[begin Document extract]
Behind the scenes at BAE Systems Rochester to test fighter pilot equipment

Words by Benedict Evans

BAE Systems Rochester is home to the aerospace and defense company's Faraday Test Centre and its Simulation and Synthetic Environments Facility. The team here delivers complex test programs andUKAS-accredited qualification for commercial, civil, military, and aerospace products for both internal programs and external customers.

A diverse range of products goes through the laboratories at Rochester: flight sticks, helmets, defibrillators, and even microwaves. There is a correspondingly diverse set of qualification requirements. But BAE Systems Rochester is best known for the several key advances in the helmet-mounted displays (HMD) and the heads-up-display (HUD) technology used by fighter jet pilots developed there.

The pilot controls in the wide-body jet flight simulator at BAE Systemsí Rochester facility(Image: BAE Systems / Christopher Ison)

The Faraday Test Centre at Rochester conducts electromagnetic compatibility (EMC) testing and environmental testing. Paul Davison has been the manager of the Faraday Centre for 18 years and has been an integral part of its evolution. The Centre was restructured several years ago. The changes made have been instrumental in upskilling team members and increasing their engagement with the job while improving the center's efficiency as a one-stop qualification department.

"The Test Centre used to have four separate teams – the environmental lab the electromagnetic conductivity lab with the design engineers and program management teams upstairs. The arrangement was disjointed, so we pulled it all together into one department where we can work together," says Davison.
[end Document extract]
_Set problem A:_ List every product the article on BAE Systems Rochester names as going through the laboratories there.
_Set problem B:_ Please carry on the article on BAE Systems Rochester from the point where it stops.
The items further down this page are not needed here.
[begin Entries shown]
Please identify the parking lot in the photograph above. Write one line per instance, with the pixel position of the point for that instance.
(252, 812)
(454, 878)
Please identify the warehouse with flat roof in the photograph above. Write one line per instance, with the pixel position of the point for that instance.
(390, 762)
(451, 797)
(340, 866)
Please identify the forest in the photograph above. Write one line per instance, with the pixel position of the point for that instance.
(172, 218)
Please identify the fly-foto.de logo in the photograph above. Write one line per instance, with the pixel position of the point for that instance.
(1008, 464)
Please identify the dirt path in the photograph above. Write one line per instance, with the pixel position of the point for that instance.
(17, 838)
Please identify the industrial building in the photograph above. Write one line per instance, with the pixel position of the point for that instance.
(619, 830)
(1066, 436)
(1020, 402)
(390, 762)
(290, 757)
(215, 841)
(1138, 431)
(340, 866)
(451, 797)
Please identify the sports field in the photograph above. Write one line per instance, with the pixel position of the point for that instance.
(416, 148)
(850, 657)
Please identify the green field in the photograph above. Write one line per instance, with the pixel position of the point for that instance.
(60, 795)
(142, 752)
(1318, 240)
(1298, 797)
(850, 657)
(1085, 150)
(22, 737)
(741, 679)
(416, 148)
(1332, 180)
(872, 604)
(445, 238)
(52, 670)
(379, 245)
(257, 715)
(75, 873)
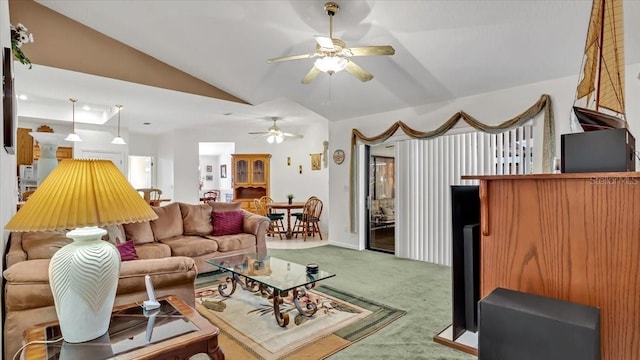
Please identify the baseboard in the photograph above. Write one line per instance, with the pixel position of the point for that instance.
(344, 245)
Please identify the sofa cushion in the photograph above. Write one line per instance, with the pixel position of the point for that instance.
(43, 244)
(115, 234)
(234, 242)
(169, 221)
(140, 233)
(154, 250)
(227, 222)
(196, 219)
(191, 246)
(127, 251)
(218, 206)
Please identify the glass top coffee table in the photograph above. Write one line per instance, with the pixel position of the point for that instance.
(273, 278)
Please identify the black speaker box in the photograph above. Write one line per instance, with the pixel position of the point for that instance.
(519, 326)
(465, 272)
(608, 150)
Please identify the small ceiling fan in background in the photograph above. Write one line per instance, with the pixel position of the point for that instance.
(333, 54)
(275, 134)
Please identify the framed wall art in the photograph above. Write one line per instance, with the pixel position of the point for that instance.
(338, 156)
(316, 160)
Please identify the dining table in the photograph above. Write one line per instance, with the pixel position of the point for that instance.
(286, 206)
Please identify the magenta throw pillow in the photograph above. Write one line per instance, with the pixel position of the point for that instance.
(227, 222)
(127, 251)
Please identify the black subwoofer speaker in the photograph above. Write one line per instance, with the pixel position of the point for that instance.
(519, 326)
(598, 151)
(465, 271)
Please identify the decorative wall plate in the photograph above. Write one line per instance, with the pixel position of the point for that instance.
(338, 156)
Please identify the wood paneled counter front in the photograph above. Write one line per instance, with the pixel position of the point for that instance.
(574, 237)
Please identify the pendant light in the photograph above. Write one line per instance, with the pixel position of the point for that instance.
(118, 140)
(73, 136)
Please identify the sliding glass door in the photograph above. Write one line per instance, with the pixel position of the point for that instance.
(381, 198)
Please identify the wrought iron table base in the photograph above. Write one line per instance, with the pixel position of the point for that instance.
(282, 318)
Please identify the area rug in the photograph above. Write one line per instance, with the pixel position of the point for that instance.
(249, 330)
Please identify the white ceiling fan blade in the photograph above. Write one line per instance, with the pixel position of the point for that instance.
(291, 57)
(324, 42)
(311, 75)
(372, 50)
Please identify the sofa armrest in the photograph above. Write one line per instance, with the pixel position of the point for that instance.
(257, 225)
(15, 254)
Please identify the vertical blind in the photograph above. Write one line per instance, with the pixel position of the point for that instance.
(425, 170)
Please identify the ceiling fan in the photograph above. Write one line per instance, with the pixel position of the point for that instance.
(333, 54)
(275, 134)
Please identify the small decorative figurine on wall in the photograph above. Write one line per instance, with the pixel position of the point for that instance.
(325, 147)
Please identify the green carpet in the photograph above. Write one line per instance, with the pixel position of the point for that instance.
(423, 290)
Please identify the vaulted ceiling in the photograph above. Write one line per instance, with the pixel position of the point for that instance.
(444, 50)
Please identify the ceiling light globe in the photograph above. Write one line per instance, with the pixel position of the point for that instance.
(331, 64)
(73, 137)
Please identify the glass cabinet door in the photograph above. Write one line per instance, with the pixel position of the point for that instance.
(258, 172)
(242, 172)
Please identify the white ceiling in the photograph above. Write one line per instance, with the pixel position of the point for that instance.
(444, 50)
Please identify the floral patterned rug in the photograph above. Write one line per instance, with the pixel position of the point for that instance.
(249, 329)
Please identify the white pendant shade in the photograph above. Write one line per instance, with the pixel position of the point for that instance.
(73, 137)
(118, 141)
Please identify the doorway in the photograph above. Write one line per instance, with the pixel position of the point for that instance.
(140, 172)
(381, 194)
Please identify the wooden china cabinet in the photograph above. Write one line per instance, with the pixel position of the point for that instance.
(250, 178)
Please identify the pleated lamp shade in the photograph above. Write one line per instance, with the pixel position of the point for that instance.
(81, 193)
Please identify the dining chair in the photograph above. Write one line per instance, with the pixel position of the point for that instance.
(27, 194)
(307, 223)
(276, 226)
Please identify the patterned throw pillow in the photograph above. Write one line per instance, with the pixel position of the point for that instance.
(127, 251)
(227, 222)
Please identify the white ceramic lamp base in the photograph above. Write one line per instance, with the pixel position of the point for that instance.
(84, 277)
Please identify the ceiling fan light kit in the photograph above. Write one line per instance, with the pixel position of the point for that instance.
(333, 54)
(275, 134)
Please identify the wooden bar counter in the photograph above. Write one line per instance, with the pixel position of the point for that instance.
(574, 237)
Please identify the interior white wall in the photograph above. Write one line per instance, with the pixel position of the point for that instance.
(8, 184)
(165, 165)
(214, 162)
(491, 108)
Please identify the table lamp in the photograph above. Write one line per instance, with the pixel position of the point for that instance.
(83, 195)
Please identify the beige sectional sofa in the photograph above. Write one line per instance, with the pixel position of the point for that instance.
(171, 249)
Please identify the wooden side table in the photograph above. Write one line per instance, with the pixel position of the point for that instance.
(177, 331)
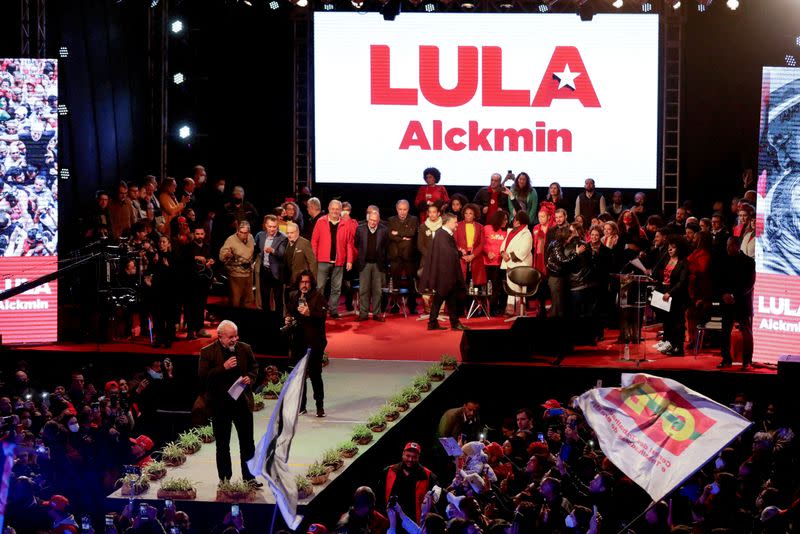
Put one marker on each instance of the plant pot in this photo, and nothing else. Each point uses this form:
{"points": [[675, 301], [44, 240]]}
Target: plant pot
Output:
{"points": [[191, 450], [318, 480], [348, 453], [131, 491], [235, 496], [186, 495], [155, 475], [335, 466]]}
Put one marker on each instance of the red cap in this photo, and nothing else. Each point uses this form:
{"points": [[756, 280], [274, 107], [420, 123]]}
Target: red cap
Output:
[end Entries shown]
_Exercise output A:_ Flight sticks, helmets, defibrillators, and microwaves.

_Exercise output B:_
Nowhere is the efficacy of the Test Centre more evident than in the advanced functionalities of the Striker II HMD, which has been in development since 2014 and is planned to be in service within the next few years. BAE Systems is in talks with several nations about Striker II and the Rochester site could manufacture as many as 80 per month if required.

Despite capabilities that far exceed those of its predecessors, Striker II is cheaper than the F-35 helmet, which is priced at US$400,000. "We quite openly market it as the most advanced helmet-mounted display in the world," says Allan Charles, head of business development at BAE Systems.

The speed and efficiency with which the team has developed Striker II is thanks to well-established processes between BAE System's development and testing teams and use of its simulation facilities. "All of the design and the majority of the testing, excluding specialized testing like the high-speed wind blast, for Striker II is done here," says Nigel Kidd, BAE Systems’ director of head-mounted displays. "The manufacturing done here is supported by a global supply chain."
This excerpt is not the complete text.